_TASK PROMPT:_ When you reach the records below, repeat each one exactly as written.

==================================================

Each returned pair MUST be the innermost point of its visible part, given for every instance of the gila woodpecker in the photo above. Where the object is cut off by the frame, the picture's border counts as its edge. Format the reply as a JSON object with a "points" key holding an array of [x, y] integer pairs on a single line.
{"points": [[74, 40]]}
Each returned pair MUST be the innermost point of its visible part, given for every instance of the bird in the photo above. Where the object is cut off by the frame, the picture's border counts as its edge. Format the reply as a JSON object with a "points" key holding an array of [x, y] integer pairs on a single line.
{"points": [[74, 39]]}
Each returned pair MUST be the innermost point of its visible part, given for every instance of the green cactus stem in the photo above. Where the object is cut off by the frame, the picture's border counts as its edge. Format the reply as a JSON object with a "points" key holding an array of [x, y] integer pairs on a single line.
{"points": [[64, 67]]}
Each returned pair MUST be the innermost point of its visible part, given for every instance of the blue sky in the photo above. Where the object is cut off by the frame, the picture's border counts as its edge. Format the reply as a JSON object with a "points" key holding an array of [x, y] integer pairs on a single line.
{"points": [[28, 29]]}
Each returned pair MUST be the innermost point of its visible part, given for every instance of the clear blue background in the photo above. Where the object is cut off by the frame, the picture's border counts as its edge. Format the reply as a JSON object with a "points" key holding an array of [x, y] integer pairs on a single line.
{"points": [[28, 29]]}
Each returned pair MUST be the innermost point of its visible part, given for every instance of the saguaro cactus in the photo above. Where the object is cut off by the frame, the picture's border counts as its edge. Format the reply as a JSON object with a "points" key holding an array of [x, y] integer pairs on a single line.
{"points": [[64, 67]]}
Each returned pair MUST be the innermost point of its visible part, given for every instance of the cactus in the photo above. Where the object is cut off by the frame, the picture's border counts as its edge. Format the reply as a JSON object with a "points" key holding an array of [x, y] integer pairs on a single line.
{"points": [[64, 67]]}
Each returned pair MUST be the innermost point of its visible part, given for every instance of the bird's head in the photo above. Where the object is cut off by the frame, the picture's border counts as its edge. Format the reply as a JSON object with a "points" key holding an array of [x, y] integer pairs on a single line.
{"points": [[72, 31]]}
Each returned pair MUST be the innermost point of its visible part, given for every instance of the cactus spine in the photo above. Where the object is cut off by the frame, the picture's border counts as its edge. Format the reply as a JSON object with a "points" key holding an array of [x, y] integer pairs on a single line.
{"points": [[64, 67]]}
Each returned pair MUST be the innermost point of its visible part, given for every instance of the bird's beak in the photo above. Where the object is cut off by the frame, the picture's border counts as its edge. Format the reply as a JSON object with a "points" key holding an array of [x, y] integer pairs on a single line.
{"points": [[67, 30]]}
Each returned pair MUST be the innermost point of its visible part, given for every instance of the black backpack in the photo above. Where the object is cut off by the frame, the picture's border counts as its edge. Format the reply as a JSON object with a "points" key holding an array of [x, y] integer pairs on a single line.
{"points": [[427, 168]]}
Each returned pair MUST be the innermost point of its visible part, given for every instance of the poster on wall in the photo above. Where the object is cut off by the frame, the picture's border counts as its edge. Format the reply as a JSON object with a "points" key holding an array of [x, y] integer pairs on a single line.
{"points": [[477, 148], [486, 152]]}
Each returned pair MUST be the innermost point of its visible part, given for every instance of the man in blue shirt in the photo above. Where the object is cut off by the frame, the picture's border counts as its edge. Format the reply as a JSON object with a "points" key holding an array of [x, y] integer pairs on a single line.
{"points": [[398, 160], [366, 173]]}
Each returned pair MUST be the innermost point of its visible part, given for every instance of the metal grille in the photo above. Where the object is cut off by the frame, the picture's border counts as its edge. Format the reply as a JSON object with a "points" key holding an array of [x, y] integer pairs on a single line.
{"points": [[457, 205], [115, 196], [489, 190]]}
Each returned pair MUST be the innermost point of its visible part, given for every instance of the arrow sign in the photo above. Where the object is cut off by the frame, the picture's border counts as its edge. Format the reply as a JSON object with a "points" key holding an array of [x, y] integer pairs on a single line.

==================================================

_RESULT BELOW:_
Each returned pair MUST be the innermost point of its visible part, given for every instance of the gila woodpecker in the photo above. Where the object is cut off by the frame, the picture's border counts as its edge. Format the reply as a JSON object with a "points" key holding an array of [x, y] integer pairs on a single line.
{"points": [[74, 40]]}
Each returned pair MUST be the innermost point of its visible part, given for every instance of the bird in the photo above. Where the object is cut off by the frame, the picture's border counts as its edge. Format the reply as a JSON object with a "points" key holding an array of [x, y] integer pairs on a single line.
{"points": [[74, 39]]}
Each returned pair MUST be the innermost point of its visible part, given for every instance of the green cactus stem in the photo above. Where the object is cut off by the frame, the picture's border counts as its edge. Format the reply as a JSON object with a "points" key holding an array of [x, y] integer pairs on a single line.
{"points": [[64, 67]]}
Each returned pair MUST be the innermost point of its visible part, given for every instance of the blue sky in the photo above. Where the object is cut off by the frame, the picture's border counts as its edge. Format the reply as a JSON object with a "points" key holding an array of [x, y] integer pairs on a single line.
{"points": [[28, 29]]}
Each returned pair MUST be the innermost point of its visible part, given for every instance of the clear blue background in the photo above. Where the object is cut off by the frame, the picture's border counts as its edge. Format the reply as a JSON object with a "points" key holding an array of [x, y] integer pairs on a single line.
{"points": [[28, 29]]}
Each returned pair MUST be the innermost point of its visible part, given for every instance of the saguaro cactus in the photo above. Where the object is cut off by the frame, the picture's border counts as its edge. Format the reply as a JSON object with a "points" key holding an array of [x, y] integer pairs on a single line.
{"points": [[64, 67]]}
Each returned pair MUST be the innermost point of its visible part, given for every instance of the cactus in the photo above. Where the object is cut off by the frame, the picture's border counts as its edge. Format the reply as a JSON object with a "points" key holding an array of [x, y] integer pairs on a single line.
{"points": [[64, 67]]}
Each returned pair MUST be the innermost point of its visible part, given for every instance of the bird's head in the photo above. Where the object is cut off by the frame, the picture's border counts as its edge. Format the reply as a JSON object with a "points" key holding an array of [x, y] integer pairs on a single line.
{"points": [[72, 31]]}
Each returned pair MUST be the innermost point of its visible part, given for every instance of the cactus spine in the photo above. Where the object is cut off by the frame, the picture's border counts as its edge. Format the reply as a JSON object with a "points" key holding an array of [x, y] integer pairs on a single line.
{"points": [[64, 67]]}
Each returned pair MUST be the innermost point of its visible part, given for every instance of the bird's beak in the photo above. Where the object is cut off by the frame, the picture's border counts as its edge. Format the reply as a JSON object with a "points" key holding an array of [x, y] integer pairs on a single line.
{"points": [[67, 30]]}
Each returned pair MUST be the innermost point of its visible part, given for every instance of the black backpack in the photo above. Where the object is cut off by the frame, the picture's border counts as its edge. Format the reply as a JSON object with a "points" key holding an array of [x, y] integer pairs on a single line.
{"points": [[427, 168]]}
Each returned pair MUST be the innermost point of its visible part, given for every instance of the poster on wall in the photo above. Where the object is cut off by the frame, the picture's border counts as its edge. Format the reply as a JSON object with a "points" key holding an array of [x, y] integer pairs on a single line.
{"points": [[477, 148], [486, 152]]}
Each returned pair MUST be the innermost point of its visible part, given for every instance of the man in blue shirt in the photo above. Where the object is cut off by the frame, the picture's border counts as its edge. Format the reply as a JSON object with a "points" key holding an array of [x, y] integer pairs on a single line.
{"points": [[398, 160], [366, 173]]}
Each returned pair MUST be the innermost point of its visible part, given for every instance of the metal grille in the photo above. Where the object is cut off by the frame, the picture's border counts as its edge. Format the reply as a JSON object with a "points" key holding an array of [x, y] integer pairs on a single line.
{"points": [[457, 205], [115, 196], [489, 190]]}
Each returned pair MUST be the innermost point of its visible part, given for every instance of the arrow sign in the photo above. Where the object is cut off by the frame, the picture's border counts as its edge. Format the reply as a JSON object with a "points" key holding an array of [x, y] integer pairs on a single line.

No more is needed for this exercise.